» WRITTEN TASK
Switch every "instance" in the rows below to "occurrence" and reproduce the rows with nothing else altered. Omit the pictures from your answer.

» STORED ROWS
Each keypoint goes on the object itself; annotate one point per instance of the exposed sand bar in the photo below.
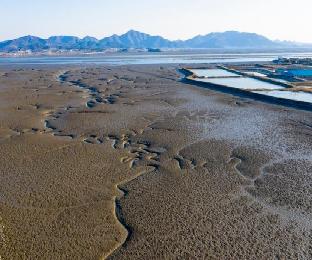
(153, 169)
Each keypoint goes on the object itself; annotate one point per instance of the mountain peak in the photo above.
(136, 39)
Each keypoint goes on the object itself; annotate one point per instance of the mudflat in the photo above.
(128, 162)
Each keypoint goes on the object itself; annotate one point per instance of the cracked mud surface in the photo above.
(129, 163)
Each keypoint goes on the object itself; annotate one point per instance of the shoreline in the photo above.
(142, 173)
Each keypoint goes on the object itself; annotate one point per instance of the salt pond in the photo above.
(241, 83)
(297, 96)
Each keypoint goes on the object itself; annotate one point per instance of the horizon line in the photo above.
(129, 30)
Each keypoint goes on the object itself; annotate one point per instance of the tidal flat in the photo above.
(129, 162)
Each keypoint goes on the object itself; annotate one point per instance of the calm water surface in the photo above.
(161, 58)
(297, 96)
(242, 83)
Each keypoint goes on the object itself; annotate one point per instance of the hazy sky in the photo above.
(173, 19)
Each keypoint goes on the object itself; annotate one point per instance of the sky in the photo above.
(172, 19)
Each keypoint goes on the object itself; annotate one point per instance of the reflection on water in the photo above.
(297, 96)
(146, 58)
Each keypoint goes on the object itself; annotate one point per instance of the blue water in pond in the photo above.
(297, 96)
(213, 73)
(241, 83)
(301, 72)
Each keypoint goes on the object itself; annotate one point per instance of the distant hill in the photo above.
(135, 39)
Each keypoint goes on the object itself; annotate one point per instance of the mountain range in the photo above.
(139, 40)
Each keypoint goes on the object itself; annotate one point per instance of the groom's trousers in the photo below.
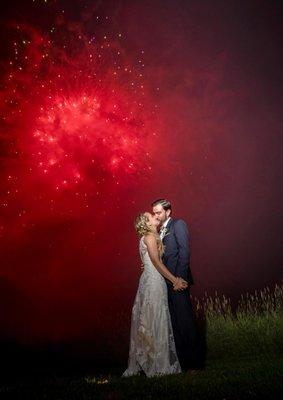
(185, 330)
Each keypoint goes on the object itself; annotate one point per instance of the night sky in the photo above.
(108, 105)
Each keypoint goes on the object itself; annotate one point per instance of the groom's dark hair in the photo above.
(165, 204)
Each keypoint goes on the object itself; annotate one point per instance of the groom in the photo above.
(175, 237)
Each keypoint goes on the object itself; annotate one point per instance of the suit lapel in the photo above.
(168, 227)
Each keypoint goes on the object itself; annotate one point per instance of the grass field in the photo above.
(243, 360)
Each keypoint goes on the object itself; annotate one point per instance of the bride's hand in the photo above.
(180, 284)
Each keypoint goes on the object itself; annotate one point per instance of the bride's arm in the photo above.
(152, 249)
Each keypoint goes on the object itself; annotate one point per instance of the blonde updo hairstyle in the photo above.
(142, 228)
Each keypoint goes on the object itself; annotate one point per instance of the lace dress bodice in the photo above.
(152, 346)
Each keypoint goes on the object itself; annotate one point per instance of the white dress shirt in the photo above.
(162, 229)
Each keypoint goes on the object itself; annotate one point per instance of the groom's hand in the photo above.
(181, 284)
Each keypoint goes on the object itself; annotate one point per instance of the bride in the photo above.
(152, 347)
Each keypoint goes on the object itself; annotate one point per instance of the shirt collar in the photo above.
(166, 222)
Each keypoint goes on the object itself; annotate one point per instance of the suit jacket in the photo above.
(176, 256)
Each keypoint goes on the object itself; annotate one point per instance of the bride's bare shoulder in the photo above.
(149, 238)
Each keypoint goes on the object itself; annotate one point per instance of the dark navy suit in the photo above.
(177, 259)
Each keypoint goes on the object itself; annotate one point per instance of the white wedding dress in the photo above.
(152, 346)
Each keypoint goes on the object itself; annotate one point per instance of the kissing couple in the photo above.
(163, 337)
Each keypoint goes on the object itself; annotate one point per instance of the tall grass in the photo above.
(253, 329)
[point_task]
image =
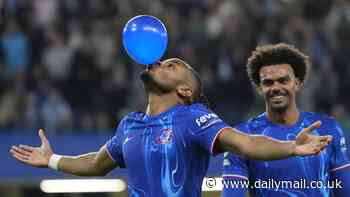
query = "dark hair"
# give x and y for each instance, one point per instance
(281, 53)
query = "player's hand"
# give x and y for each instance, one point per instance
(308, 144)
(35, 156)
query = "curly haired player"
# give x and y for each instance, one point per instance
(278, 72)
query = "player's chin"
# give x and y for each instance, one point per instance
(279, 106)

» EXERCISE RESPONSE
Each keypoint goes on the object itself; annotate one point per occurrence of the exposed sand bar in the photo below.
(153, 169)
Each keypoint goes on the object itself; annotate one point per occurrence of the mountain peak in the photo above.
(136, 39)
Each keypoint goes on the object itself; annotate one point per occurrence of the mudflat in the photo above.
(128, 162)
Each keypoint goes on the object itself; annotate one point per occurrence of the cracked mud surface in the photo above.
(129, 163)
Each keypoint goes on the object itself; annotate one point per occurrence of the shoreline in the photo above.
(142, 173)
Each keypoint goes on the object itself; annotate one point per occurrence of the salt pond in the photo above.
(241, 83)
(297, 96)
Each keypoint goes on the object itself; annotate one point per occurrence of the horizon line in the photo above.
(129, 30)
Each keypoint goes on the object itself; annotate one point per occurrence of the tidal flat in the photo above.
(129, 162)
Each keypoint goes on the object itself; annotate one point per occurrence of the calm water surface in the photo above.
(161, 58)
(297, 96)
(242, 83)
Each keypoint goes on the object itself; annotate one point per occurrence of the hazy sky in the photo above.
(173, 19)
Each keypoint goes on the object itself; annotate one point per occurrence of the sky in the photo above.
(172, 19)
Each keypoint goes on the object itself; annotate one point per occurrence of the reflection on water in the photo above.
(297, 96)
(146, 58)
Each keypoint goes on the object itself; annotate one point per occurrence of the blue water in pond in the photo above.
(297, 96)
(213, 73)
(241, 83)
(301, 72)
Each keypoint goes on the object itself; annotate one point per occurrence of the distant hill in the photo above.
(135, 39)
Each keypoint goes on the object itself; annotate one point per occurrence of the mountain range in the photo above.
(139, 40)
Each keypoint goes on the object itself; annotate one point per occurrence of the groom's trousers in the photo below.
(185, 330)
Each keypoint goes on the object itself; annotate one point per occurrence of the night sky in the photo above.
(108, 105)
Each keypoint goes on the object itself; annotate one point per occurrence of the groom's dark hair in the photo above.
(165, 204)
Each keypoint goes on the object itself; annotate one point per occurrence of the groom in the photo above.
(175, 237)
Each keypoint goes on the object itself; annotate one point per occurrence of the suit lapel in the photo above.
(168, 227)
Each keypoint goes on the object itself; annotate one point per occurrence of the grass field in the photo above.
(243, 360)
Each keypoint goes on the object itself; annotate one point per occurrence of the bride's hand in the photo above.
(180, 284)
Each keypoint goes on the object itself; annotate one point per occurrence of the bride's arm in the photo above.
(152, 249)
Each keypoint goes on the object itself; annotate one point per occurrence of the blonde updo hairstyle in the photo above.
(142, 228)
Each keypoint goes on the object itself; annotate one point per occurrence of the lace dress bodice in the photo above.
(152, 346)
Each keypoint goes on the object itself; annotate one point per occurrence of the white dress shirt in the photo above.
(162, 229)
Each keypoint goes on the object itself; annotate one point per occurrence of the groom's hand in the photo above.
(181, 284)
Each keypoint goes on the object itself; annotate one point per occurrence of the bride in the photo above.
(152, 347)
Each keypoint goes on the object itself; annotate one point per occurrence of the shirt collar in the photo above.
(166, 222)
Each keypoint goes on the object itself; annotate one point per occurrence of the suit jacket in the photo above.
(176, 256)
Each keypoint goes on the object itself; annotate one point per occurrence of the bride's bare shoulder in the photo above.
(149, 238)
Each keypoint goes on the object itself; annotate one point per occurrence of the dark navy suit in the photo above.
(177, 259)
Each keypoint goes on the object itself; annotate one point per occurrence of the white wedding dress in the photo above.
(152, 346)
Each keypoint goes on the object itself; annotate one point per occurrence of the kissing couple in the photo above.
(163, 337)
Each keypoint goes on the object itself; annotate one point per occurrence of the tall grass in the photo above.
(253, 329)
[point_task]
image =
query = "dark hair"
# give x and y for each occurrence, one point per occurrence
(281, 53)
query = "player's hand"
# give x and y for each occurrence, one point per occurrence
(308, 144)
(35, 156)
query = "curly haired player"
# give x and y for each occurrence, one point per occurrence
(278, 72)
query = "player's chin"
# give x and y for each occurrence, one point per occurrence
(279, 106)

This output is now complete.